* Source data *
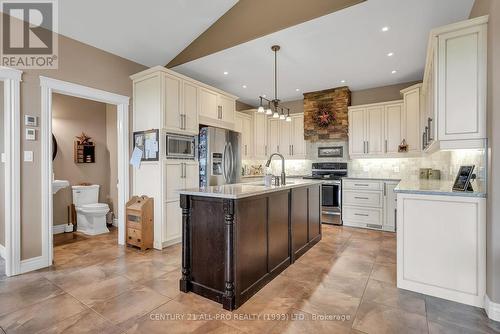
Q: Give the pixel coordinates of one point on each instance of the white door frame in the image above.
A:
(12, 149)
(49, 86)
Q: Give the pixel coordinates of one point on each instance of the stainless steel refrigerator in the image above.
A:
(219, 156)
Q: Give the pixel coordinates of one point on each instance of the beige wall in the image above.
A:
(378, 94)
(111, 145)
(2, 170)
(492, 7)
(70, 117)
(78, 63)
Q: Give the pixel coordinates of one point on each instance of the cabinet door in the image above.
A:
(192, 175)
(462, 84)
(285, 138)
(375, 130)
(190, 107)
(260, 135)
(173, 180)
(208, 103)
(172, 113)
(228, 107)
(390, 206)
(393, 135)
(247, 151)
(411, 119)
(172, 228)
(357, 131)
(299, 145)
(273, 136)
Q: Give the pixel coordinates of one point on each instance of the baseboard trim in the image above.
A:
(58, 229)
(33, 264)
(492, 309)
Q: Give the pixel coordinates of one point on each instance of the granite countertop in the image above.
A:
(438, 187)
(371, 178)
(243, 190)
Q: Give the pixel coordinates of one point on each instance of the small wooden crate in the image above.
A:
(140, 221)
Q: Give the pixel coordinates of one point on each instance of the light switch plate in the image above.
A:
(28, 156)
(30, 134)
(30, 120)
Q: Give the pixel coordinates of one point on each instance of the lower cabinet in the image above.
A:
(369, 204)
(305, 218)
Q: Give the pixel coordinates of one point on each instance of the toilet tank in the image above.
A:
(85, 194)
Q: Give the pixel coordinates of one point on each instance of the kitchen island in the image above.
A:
(237, 238)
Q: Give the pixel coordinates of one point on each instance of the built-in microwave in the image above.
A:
(180, 146)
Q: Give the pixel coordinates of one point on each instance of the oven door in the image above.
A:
(180, 147)
(331, 205)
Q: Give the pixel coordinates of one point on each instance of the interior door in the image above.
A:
(375, 130)
(393, 133)
(172, 116)
(357, 131)
(190, 107)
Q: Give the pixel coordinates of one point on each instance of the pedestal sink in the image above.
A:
(58, 185)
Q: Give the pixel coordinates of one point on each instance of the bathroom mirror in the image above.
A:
(54, 147)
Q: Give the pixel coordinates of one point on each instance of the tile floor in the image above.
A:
(344, 284)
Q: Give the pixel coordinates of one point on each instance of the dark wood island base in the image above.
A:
(231, 248)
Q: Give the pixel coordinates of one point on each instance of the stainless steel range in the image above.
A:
(331, 173)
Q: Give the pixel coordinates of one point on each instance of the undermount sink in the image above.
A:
(58, 185)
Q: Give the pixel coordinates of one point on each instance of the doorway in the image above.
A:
(85, 170)
(50, 87)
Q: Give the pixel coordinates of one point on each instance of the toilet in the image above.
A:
(90, 215)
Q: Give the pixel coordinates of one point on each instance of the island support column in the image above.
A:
(186, 243)
(228, 300)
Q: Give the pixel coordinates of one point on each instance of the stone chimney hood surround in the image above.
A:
(333, 104)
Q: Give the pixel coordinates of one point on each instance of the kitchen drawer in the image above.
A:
(362, 215)
(362, 185)
(363, 198)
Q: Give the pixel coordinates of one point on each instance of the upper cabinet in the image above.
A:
(454, 90)
(175, 103)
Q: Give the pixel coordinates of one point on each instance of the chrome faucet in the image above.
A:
(283, 175)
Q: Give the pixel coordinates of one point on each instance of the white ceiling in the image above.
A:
(346, 45)
(149, 32)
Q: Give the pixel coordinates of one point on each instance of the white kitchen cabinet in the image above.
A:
(172, 113)
(455, 87)
(375, 130)
(441, 248)
(244, 125)
(273, 136)
(190, 108)
(260, 136)
(411, 118)
(208, 104)
(369, 203)
(357, 139)
(299, 145)
(393, 127)
(390, 206)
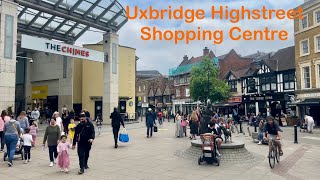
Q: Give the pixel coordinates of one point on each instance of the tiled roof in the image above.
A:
(194, 60)
(149, 73)
(283, 59)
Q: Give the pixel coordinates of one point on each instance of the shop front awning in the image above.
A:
(226, 104)
(67, 20)
(309, 102)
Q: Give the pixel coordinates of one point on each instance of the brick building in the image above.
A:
(181, 81)
(153, 90)
(307, 53)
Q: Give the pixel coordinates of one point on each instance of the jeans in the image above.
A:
(84, 153)
(53, 152)
(149, 129)
(11, 143)
(260, 136)
(2, 139)
(115, 131)
(27, 154)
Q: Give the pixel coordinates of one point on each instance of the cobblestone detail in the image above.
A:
(234, 156)
(285, 165)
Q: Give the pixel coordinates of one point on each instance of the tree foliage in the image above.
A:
(218, 89)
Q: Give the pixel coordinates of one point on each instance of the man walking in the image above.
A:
(116, 122)
(310, 122)
(84, 136)
(150, 121)
(35, 115)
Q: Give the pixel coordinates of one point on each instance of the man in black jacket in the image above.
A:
(84, 136)
(116, 121)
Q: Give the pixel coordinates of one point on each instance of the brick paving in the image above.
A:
(158, 158)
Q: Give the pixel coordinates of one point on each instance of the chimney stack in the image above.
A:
(185, 58)
(205, 51)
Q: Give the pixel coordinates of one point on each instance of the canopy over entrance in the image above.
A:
(67, 20)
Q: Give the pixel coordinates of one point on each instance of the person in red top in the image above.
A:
(160, 116)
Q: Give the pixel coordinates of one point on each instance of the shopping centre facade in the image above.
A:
(43, 32)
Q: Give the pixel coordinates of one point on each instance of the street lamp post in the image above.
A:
(208, 85)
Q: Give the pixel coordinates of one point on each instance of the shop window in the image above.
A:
(289, 81)
(233, 86)
(177, 92)
(187, 92)
(304, 47)
(304, 22)
(268, 83)
(306, 77)
(8, 37)
(317, 43)
(317, 17)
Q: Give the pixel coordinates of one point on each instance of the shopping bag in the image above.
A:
(124, 137)
(155, 129)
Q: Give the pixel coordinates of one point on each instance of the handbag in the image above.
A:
(155, 129)
(124, 137)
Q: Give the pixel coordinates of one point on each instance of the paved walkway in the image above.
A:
(156, 158)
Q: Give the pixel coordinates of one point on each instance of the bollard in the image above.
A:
(295, 134)
(249, 131)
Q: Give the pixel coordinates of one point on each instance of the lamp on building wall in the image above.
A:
(27, 58)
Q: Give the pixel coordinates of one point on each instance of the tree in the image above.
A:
(203, 88)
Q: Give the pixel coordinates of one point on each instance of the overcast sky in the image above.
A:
(162, 55)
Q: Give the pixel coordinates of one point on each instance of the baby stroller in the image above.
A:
(208, 148)
(19, 150)
(304, 127)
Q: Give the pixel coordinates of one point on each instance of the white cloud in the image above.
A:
(162, 55)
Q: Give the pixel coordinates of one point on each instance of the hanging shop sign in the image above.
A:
(45, 45)
(39, 92)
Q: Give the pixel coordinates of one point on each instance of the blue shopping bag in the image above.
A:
(124, 137)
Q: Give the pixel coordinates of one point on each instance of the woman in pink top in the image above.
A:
(3, 118)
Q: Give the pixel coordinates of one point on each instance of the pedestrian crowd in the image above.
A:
(19, 134)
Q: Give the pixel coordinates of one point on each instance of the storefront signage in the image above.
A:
(261, 98)
(39, 92)
(235, 99)
(311, 95)
(45, 45)
(145, 105)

* What the exercise asks *
Please reproduce the records above exactly and leave any picture behind.

* Solution to this exercise *
Q: Give the pixel coordinates of one point on each instance of the white door frame in the image above.
A:
(12, 149)
(49, 86)
Q: Give the pixel coordinates of one point on each instance of the stainless steel refrigerator in the image above.
A:
(219, 156)
Q: Give the pixel coordinates of one point on each instance of the beige wall in the image above.
A:
(378, 94)
(111, 145)
(2, 170)
(492, 7)
(70, 117)
(78, 63)
Q: Give the pixel coordinates of one point on each instance of the cabinet door in the image above.
A:
(192, 175)
(462, 84)
(285, 138)
(375, 130)
(190, 107)
(260, 135)
(173, 180)
(208, 103)
(172, 113)
(228, 107)
(390, 206)
(393, 135)
(247, 151)
(411, 119)
(172, 228)
(357, 131)
(299, 145)
(273, 136)
Q: Give the pixel coordinates of one point on each instance of the baseboard trim in the image above.
A:
(58, 229)
(33, 264)
(492, 309)
Q: Give the pixel coordinates of one point on each instance of the granite countertop in the image above.
A:
(438, 187)
(371, 178)
(243, 190)
Q: Give the pixel coordinates of one point on each instance of the small wooden crate in the image above.
A:
(140, 221)
Q: Give the pixel coordinates of one point on each instance of the light switch plate in the image above.
A:
(28, 156)
(30, 134)
(30, 120)
Q: Give the pixel coordinates of one point on each instance of the lower cabinet in the image above.
A:
(369, 204)
(305, 218)
Q: Give the pixel coordinates of one point on each instance of the toilet tank in the image above.
A:
(85, 194)
Q: Give the pixel coordinates of one point on each instance of the kitchen island in the image above.
A:
(237, 238)
Q: Give the pixel coordinates of one point on each instance of the built-in microwave in the image above.
A:
(180, 146)
Q: Give the pixel coordinates of one point on each instance of the oven door in the image above.
A:
(180, 147)
(331, 205)
Q: Give the pixel coordinates of one point on each instance of the interior door in the image above.
A:
(375, 130)
(393, 133)
(172, 116)
(357, 131)
(190, 107)
Q: Give the pixel coordinates of one point on each instance of the pedestal sink in the image above.
A:
(58, 185)
Q: Give the pixel coordinates of one point on each instance of the bathroom mirror in the image above.
A:
(54, 147)
Q: Give the pixel coordinates of one point on each instance of the tile floor in the image above.
A:
(344, 284)
Q: Give the pixel coordinates of one point on each instance of the dark wood island base in the image above.
A:
(231, 248)
Q: Give the pixel coordinates of one point on each instance of the stainless steel range in the image above.
A:
(331, 173)
Q: Give the pixel coordinates of one point on each instance of the undermount sink in the image above.
A:
(58, 185)
Q: Give the pixel coordinates of one point on each instance of the doorway in the image above.
A:
(85, 170)
(50, 87)
Q: Give the pixel coordinates of one point on each instance of the toilet in the image above.
A:
(90, 215)
Q: Give the pixel coordinates of one point on each instance of the island support column in the image above.
A:
(186, 243)
(228, 300)
Q: Give the pixel coordinates of one point on each instance of the stone chimney hood surround in the image above.
A:
(333, 104)
Q: Give the pixel coordinates of one point on each instance of the kitchen drawer in the image above.
A:
(362, 215)
(362, 185)
(363, 198)
Q: Give the pixel coordinates of one point on each instance of the upper cabinet in the image above.
A:
(454, 90)
(175, 103)
Q: Give the pixel coordinates of one point on each instance of the chrome faucet in the image above.
A:
(283, 175)
Q: Give the pixel coordinates of one point on each instance of the white ceiling in the image above.
A:
(346, 45)
(149, 32)
Q: Give the pixel coordinates of one point on each instance of the white kitchen cabinet in the image above.
A:
(172, 113)
(455, 87)
(375, 130)
(441, 248)
(244, 125)
(273, 136)
(190, 108)
(260, 136)
(411, 118)
(208, 104)
(369, 203)
(357, 139)
(299, 145)
(393, 127)
(390, 206)
Q: Give the pixel coordinates of one point on each instance of the tiled roof in the image above.
A:
(194, 60)
(149, 73)
(283, 59)
Q: Give the pixel coordinates of one point on each instance of the shop front awning in the image above.
A:
(226, 104)
(67, 20)
(309, 102)
Q: Give the pixel coordinates of one point on each instance of the brick building in the image above.
A:
(181, 81)
(153, 90)
(307, 53)
Q: Give the pixel coordinates of one point on each instance of the jeans in the image above.
A:
(84, 153)
(53, 152)
(149, 129)
(11, 143)
(260, 136)
(2, 139)
(115, 131)
(27, 154)
Q: Give the pixel coordinates of one point on each instance of the cobblestone detail in the image above.
A:
(234, 156)
(285, 165)
Q: Give the pixel coordinates of one point on each instance of the tree foliage in the image above.
A:
(218, 89)
Q: Give the pixel coordinates of one point on each instance of the man walking in the image above.
A:
(116, 122)
(310, 122)
(84, 136)
(150, 121)
(35, 115)
Q: Give the pixel coordinates of one point on each instance of the man in black jacket in the image above.
A:
(84, 136)
(116, 121)
Q: Give the pixel coordinates of one point on each instance of the brick paving in the image above.
A:
(158, 158)
Q: Give the pixel coordinates of one point on each instance of the chimney stack in the image above.
A:
(185, 58)
(205, 51)
Q: Give the pixel coordinates of one point on each instance of the canopy over entrance in the image above.
A:
(67, 20)
Q: Give the pixel coordinates of one point on each instance of the person in red top in the image above.
A:
(160, 116)
Q: Give the pixel coordinates of one point on each instance of the shopping centre facade in the image above.
A:
(43, 32)
Q: Give the pixel coordinates of one point on each instance of the street lamp post in the image above.
A:
(208, 85)
Q: Give the pixel coordinates of one point on each instance of the shop window in the image above.
A:
(289, 81)
(233, 86)
(177, 92)
(187, 92)
(304, 47)
(304, 22)
(268, 83)
(306, 77)
(8, 37)
(317, 43)
(317, 17)
Q: Give the pixel coordinates of one point on each instance of the shopping bag in the image above.
A:
(124, 137)
(155, 129)
Q: Give the pixel coordinates of one point on each instance of the handbag in the image above.
A:
(155, 129)
(124, 137)
Q: Give the pixel coordinates of one point on each instance of the paved walkway in the image above.
A:
(156, 158)
Q: Give the pixel coordinates of one point on each instance of the bollard in the image above.
A:
(295, 134)
(249, 131)
Q: Give the pixel coordinates of one point on each instance of the lamp on building wall in the image above.
A:
(27, 58)
Q: Give the pixel coordinates of one point on each instance of the tree in the image above.
A:
(203, 88)
Q: Give the pixel coordinates of one point on each instance of the overcast sky in the image above.
A:
(162, 55)
Q: Give the pixel coordinates of one point on each instance of the baby stroller in the image above.
A:
(208, 148)
(19, 150)
(304, 127)
Q: Give the pixel coordinates of one point on each instance of the white cloud in the image above.
A:
(162, 55)
Q: Give the pixel coordinates of one point on each instance of the hanging shop sign in the image above.
A:
(45, 45)
(39, 92)
Q: Give the pixel coordinates of one point on each instance of the blue shopping bag in the image above.
A:
(124, 137)
Q: Give the pixel coordinates of one point on each instance of the woman in pink top in the image above.
A:
(3, 118)
Q: Give the pixel coordinates of one point on each instance of the pedestrian crowd in the image above.
A:
(19, 134)
Q: Give the pixel coordinates of one point on each instance of the storefront signage in the image above.
A:
(261, 98)
(39, 92)
(235, 99)
(311, 95)
(45, 45)
(145, 105)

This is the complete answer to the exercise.